BRIEF >>
The answer must consist of every line in the data below that holds the word "kayak".
::::::::::
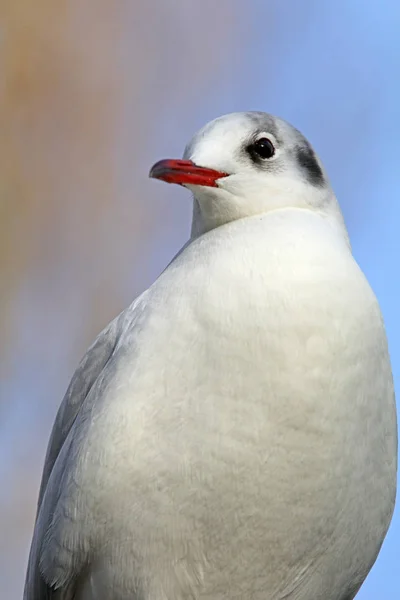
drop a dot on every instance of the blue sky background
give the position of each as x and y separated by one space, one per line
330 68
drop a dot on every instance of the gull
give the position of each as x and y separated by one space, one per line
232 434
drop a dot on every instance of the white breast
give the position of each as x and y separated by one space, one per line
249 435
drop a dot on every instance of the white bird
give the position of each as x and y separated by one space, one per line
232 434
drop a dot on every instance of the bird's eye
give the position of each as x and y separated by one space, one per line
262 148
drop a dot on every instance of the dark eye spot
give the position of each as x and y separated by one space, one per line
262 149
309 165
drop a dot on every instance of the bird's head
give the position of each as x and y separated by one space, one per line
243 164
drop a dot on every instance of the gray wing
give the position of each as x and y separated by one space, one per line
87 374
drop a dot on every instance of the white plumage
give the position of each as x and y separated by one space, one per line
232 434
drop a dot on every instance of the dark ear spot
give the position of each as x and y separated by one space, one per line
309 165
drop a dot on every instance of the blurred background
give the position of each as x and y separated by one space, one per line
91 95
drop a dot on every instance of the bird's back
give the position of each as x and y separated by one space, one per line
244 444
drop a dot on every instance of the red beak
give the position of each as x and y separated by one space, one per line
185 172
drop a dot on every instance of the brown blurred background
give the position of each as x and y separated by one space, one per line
::::::::::
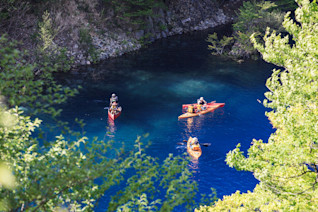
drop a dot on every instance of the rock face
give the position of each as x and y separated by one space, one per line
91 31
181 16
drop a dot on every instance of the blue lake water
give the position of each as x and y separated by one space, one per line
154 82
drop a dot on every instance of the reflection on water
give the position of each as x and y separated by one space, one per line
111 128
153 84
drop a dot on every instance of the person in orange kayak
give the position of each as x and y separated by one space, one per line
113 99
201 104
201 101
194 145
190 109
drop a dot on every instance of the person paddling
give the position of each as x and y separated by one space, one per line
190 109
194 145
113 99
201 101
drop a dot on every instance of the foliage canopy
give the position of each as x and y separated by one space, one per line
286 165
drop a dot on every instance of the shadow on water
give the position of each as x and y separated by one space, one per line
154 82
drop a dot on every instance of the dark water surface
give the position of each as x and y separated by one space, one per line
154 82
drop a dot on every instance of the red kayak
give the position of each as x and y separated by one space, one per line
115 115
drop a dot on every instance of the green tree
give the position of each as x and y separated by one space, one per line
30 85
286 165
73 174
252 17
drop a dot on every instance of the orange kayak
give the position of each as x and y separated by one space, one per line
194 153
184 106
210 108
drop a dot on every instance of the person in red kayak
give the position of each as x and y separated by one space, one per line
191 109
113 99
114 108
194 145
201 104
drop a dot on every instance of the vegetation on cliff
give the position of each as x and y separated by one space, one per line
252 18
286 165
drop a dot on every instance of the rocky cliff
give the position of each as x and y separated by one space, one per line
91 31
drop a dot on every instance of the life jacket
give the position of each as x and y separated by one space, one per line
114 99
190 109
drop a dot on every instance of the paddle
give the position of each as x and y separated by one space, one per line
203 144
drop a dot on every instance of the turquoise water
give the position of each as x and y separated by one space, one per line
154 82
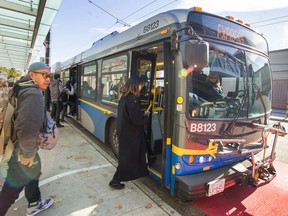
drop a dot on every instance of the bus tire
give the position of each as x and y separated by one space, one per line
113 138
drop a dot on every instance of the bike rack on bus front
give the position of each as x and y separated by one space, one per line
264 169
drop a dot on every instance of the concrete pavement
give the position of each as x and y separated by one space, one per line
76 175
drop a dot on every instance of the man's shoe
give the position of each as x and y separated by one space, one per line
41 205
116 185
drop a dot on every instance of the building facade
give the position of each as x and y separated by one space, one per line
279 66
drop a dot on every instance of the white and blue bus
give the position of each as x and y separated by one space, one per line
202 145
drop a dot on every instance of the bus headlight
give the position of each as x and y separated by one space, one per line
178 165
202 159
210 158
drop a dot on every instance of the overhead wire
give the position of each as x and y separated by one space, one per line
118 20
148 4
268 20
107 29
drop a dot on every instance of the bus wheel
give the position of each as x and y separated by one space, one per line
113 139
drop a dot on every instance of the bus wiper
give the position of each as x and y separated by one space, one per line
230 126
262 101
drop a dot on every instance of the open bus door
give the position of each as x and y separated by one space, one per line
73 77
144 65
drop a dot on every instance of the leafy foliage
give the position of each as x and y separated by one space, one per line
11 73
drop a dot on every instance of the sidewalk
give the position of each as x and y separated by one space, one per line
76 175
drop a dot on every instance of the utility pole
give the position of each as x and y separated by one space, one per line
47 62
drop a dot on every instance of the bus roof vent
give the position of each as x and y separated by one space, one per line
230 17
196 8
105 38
::::::::::
EXERCISE OUTPUT >>
drop a dot on every instance of the person in orange kayak
drop a dot on every instance of the red kayak
drop a dot on every instance of the orange kayak
drop a dot on every instance of the person in red kayak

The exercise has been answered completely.